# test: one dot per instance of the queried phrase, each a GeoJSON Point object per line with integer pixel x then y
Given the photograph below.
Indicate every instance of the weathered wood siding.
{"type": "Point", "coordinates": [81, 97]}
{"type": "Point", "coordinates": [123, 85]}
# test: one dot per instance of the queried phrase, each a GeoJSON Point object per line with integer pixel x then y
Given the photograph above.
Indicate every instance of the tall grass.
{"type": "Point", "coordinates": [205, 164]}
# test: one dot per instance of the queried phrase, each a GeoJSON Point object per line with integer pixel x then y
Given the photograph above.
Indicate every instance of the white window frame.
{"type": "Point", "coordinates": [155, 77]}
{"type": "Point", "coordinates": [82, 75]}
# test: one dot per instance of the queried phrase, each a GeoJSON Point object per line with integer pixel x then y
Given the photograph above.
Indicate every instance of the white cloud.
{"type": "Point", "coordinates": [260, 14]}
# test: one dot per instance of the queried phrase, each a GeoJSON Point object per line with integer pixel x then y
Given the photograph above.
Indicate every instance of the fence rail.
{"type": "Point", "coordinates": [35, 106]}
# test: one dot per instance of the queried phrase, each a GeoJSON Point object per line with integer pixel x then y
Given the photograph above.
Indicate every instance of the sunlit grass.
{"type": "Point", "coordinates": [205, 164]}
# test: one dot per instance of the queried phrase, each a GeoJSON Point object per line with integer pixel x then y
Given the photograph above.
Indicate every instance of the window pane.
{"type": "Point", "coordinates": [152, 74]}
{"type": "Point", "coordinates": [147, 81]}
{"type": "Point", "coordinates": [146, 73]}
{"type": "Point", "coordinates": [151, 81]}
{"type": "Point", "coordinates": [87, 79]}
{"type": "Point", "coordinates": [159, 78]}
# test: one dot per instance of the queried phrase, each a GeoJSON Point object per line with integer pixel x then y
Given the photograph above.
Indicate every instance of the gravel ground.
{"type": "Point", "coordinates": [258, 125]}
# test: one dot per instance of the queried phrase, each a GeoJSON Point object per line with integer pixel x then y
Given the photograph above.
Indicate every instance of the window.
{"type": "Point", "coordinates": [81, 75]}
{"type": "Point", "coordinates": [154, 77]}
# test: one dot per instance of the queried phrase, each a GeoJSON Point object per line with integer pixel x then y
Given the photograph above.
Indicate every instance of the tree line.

Goal of the exercise
Every record must be repeated precisely and in full.

Answer section
# test: one dot per instance of the queried phrase, each a GeoJSON Point object per line with integer pixel x then y
Given the photograph below.
Indicate every instance of the weathered wood siding.
{"type": "Point", "coordinates": [81, 97]}
{"type": "Point", "coordinates": [123, 85]}
# test: one dot per instance of the queried phrase, each a GeoJSON Point object per line with integer pixel x then y
Given the photograph above.
Indicate every instance of the tall grass.
{"type": "Point", "coordinates": [205, 164]}
# test: one dot per instance of the queried phrase, each a GeoJSON Point object per line with integer pixel x then y
Given the photograph above.
Indicate every instance of the white window frame.
{"type": "Point", "coordinates": [155, 77]}
{"type": "Point", "coordinates": [82, 75]}
# test: one dot per instance of the queried phrase, each a GeoJSON Point object per line with integer pixel x then y
Given the photograph above.
Indicate every instance of the white cloud.
{"type": "Point", "coordinates": [260, 14]}
# test: one dot per instance of the queried phrase, each a GeoJSON Point object per line with integer pixel x then y
Given the photograph above.
Indicate every instance of the fence rail.
{"type": "Point", "coordinates": [35, 106]}
# test: one dot per instance of the queried phrase, each a GeoJSON Point object per line with integer pixel x then y
Given the photograph above.
Indicate every instance of the sunlit grass.
{"type": "Point", "coordinates": [205, 164]}
# test: one dot per instance of the queried phrase, each a GeoJSON Point object per line with integer pixel x then y
Given the photograph above.
Indicate every instance of the window pane.
{"type": "Point", "coordinates": [152, 74]}
{"type": "Point", "coordinates": [147, 81]}
{"type": "Point", "coordinates": [146, 73]}
{"type": "Point", "coordinates": [151, 81]}
{"type": "Point", "coordinates": [87, 79]}
{"type": "Point", "coordinates": [159, 78]}
# test: one dot per instance of the queried phrase, each a GeoJSON Point object per line with integer pixel x then y
Given the photograph above.
Indicate every instance of the gravel ground.
{"type": "Point", "coordinates": [258, 125]}
# test: one dot per instance of the queried phrase, each a GeoJSON Point object per line with integer pixel x then y
Given the photograph above.
Indicate every instance of the window.
{"type": "Point", "coordinates": [81, 75]}
{"type": "Point", "coordinates": [154, 77]}
# test: one dot per instance of the queried phrase, each a GeoJSON Point object per line with integer pixel x then y
Given the photograph above.
Indicate every instance of the tree line.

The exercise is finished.